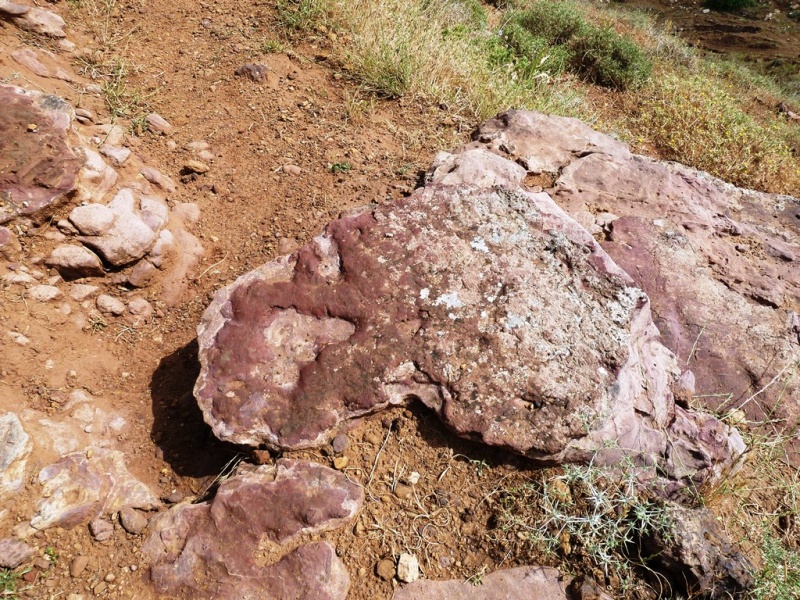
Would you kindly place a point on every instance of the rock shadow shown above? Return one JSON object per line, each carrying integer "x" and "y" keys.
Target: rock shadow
{"x": 186, "y": 441}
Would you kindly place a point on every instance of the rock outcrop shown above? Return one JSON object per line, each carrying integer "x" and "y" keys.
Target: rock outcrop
{"x": 242, "y": 544}
{"x": 485, "y": 301}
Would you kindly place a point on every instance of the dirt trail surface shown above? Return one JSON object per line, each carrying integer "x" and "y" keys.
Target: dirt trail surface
{"x": 103, "y": 285}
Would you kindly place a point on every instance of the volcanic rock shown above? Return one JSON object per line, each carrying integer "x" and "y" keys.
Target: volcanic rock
{"x": 37, "y": 168}
{"x": 209, "y": 549}
{"x": 78, "y": 489}
{"x": 522, "y": 583}
{"x": 489, "y": 304}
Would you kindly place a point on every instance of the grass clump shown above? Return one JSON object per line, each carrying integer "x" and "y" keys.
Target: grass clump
{"x": 592, "y": 516}
{"x": 556, "y": 35}
{"x": 703, "y": 126}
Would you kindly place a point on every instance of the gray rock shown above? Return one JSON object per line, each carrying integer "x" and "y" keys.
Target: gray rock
{"x": 209, "y": 549}
{"x": 110, "y": 305}
{"x": 75, "y": 262}
{"x": 522, "y": 583}
{"x": 78, "y": 489}
{"x": 15, "y": 447}
{"x": 696, "y": 556}
{"x": 44, "y": 293}
{"x": 13, "y": 553}
{"x": 132, "y": 521}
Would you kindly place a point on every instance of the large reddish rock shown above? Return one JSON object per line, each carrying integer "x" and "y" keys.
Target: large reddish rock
{"x": 242, "y": 544}
{"x": 719, "y": 263}
{"x": 37, "y": 165}
{"x": 489, "y": 304}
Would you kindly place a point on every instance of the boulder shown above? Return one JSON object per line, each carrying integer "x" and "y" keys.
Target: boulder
{"x": 719, "y": 263}
{"x": 489, "y": 304}
{"x": 85, "y": 485}
{"x": 37, "y": 166}
{"x": 218, "y": 549}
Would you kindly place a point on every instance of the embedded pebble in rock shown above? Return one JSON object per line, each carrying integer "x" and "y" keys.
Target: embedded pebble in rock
{"x": 254, "y": 72}
{"x": 44, "y": 293}
{"x": 158, "y": 124}
{"x": 45, "y": 166}
{"x": 80, "y": 291}
{"x": 101, "y": 529}
{"x": 521, "y": 583}
{"x": 75, "y": 262}
{"x": 78, "y": 565}
{"x": 116, "y": 154}
{"x": 157, "y": 178}
{"x": 523, "y": 334}
{"x": 407, "y": 568}
{"x": 110, "y": 305}
{"x": 15, "y": 447}
{"x": 209, "y": 550}
{"x": 13, "y": 553}
{"x": 133, "y": 521}
{"x": 78, "y": 489}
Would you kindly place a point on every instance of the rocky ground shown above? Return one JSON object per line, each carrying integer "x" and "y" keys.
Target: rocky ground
{"x": 339, "y": 424}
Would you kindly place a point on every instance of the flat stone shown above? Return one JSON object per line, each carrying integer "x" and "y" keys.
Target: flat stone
{"x": 490, "y": 305}
{"x": 209, "y": 549}
{"x": 132, "y": 521}
{"x": 39, "y": 168}
{"x": 521, "y": 583}
{"x": 110, "y": 305}
{"x": 78, "y": 489}
{"x": 13, "y": 553}
{"x": 44, "y": 293}
{"x": 75, "y": 262}
{"x": 158, "y": 124}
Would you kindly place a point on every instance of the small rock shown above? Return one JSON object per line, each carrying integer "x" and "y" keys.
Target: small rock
{"x": 101, "y": 529}
{"x": 385, "y": 569}
{"x": 340, "y": 443}
{"x": 195, "y": 166}
{"x": 13, "y": 553}
{"x": 255, "y": 72}
{"x": 110, "y": 305}
{"x": 44, "y": 293}
{"x": 157, "y": 123}
{"x": 407, "y": 568}
{"x": 133, "y": 521}
{"x": 75, "y": 262}
{"x": 78, "y": 565}
{"x": 291, "y": 169}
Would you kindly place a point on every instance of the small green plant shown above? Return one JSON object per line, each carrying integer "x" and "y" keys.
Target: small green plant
{"x": 779, "y": 579}
{"x": 339, "y": 167}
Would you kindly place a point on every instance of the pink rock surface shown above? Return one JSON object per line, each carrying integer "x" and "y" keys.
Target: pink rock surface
{"x": 490, "y": 305}
{"x": 718, "y": 263}
{"x": 37, "y": 167}
{"x": 210, "y": 549}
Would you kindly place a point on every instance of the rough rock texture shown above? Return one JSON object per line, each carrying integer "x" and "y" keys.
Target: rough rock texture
{"x": 491, "y": 305}
{"x": 37, "y": 166}
{"x": 15, "y": 446}
{"x": 78, "y": 489}
{"x": 718, "y": 263}
{"x": 522, "y": 583}
{"x": 697, "y": 557}
{"x": 209, "y": 549}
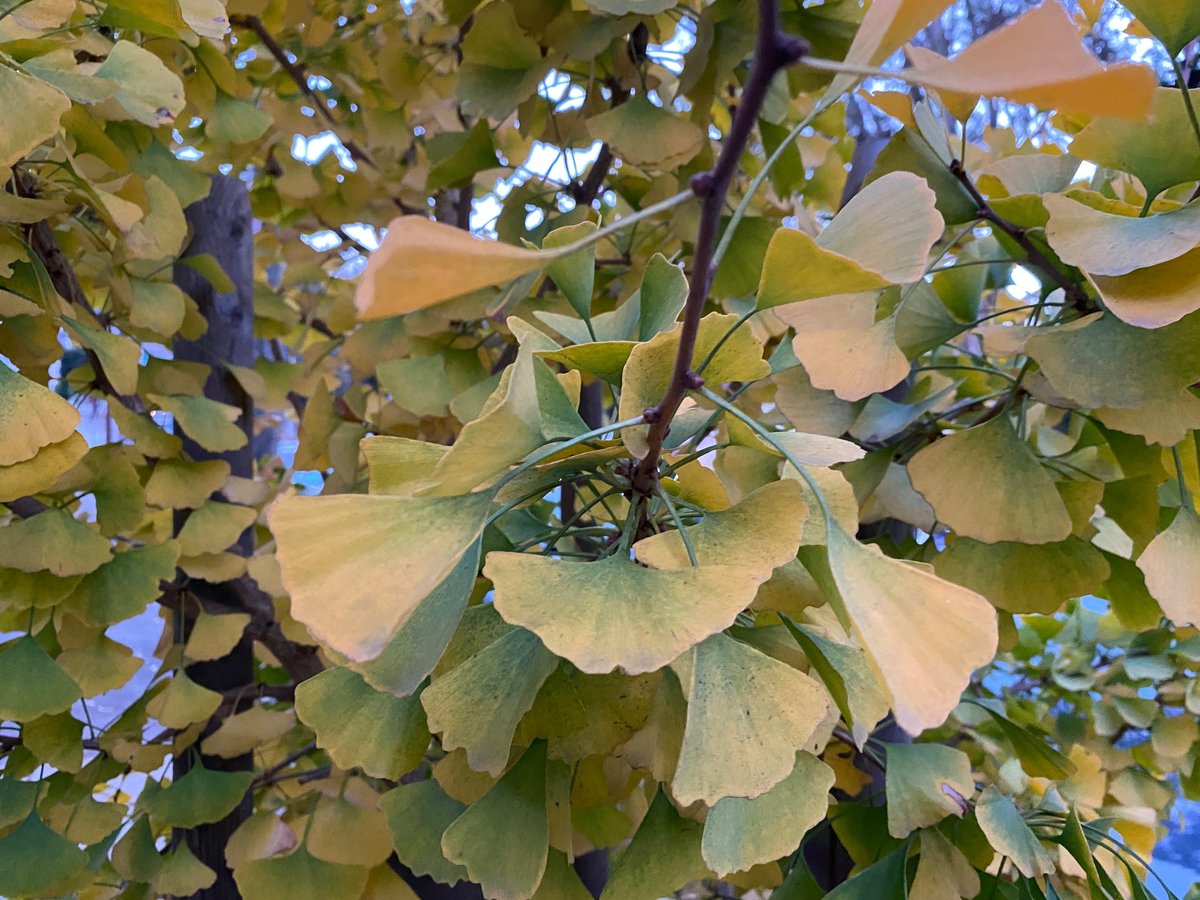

• Written instruction:
Locate every line in the entries above that contains the string "flat" and copy each such line in full. Treat the match as case-sensitive.

• Output for this task:
Would you kindly place a point on every instance of the flat stone shown above? Return one JSON object per line, each carrying integer "x" and "y" keys.
Target: flat stone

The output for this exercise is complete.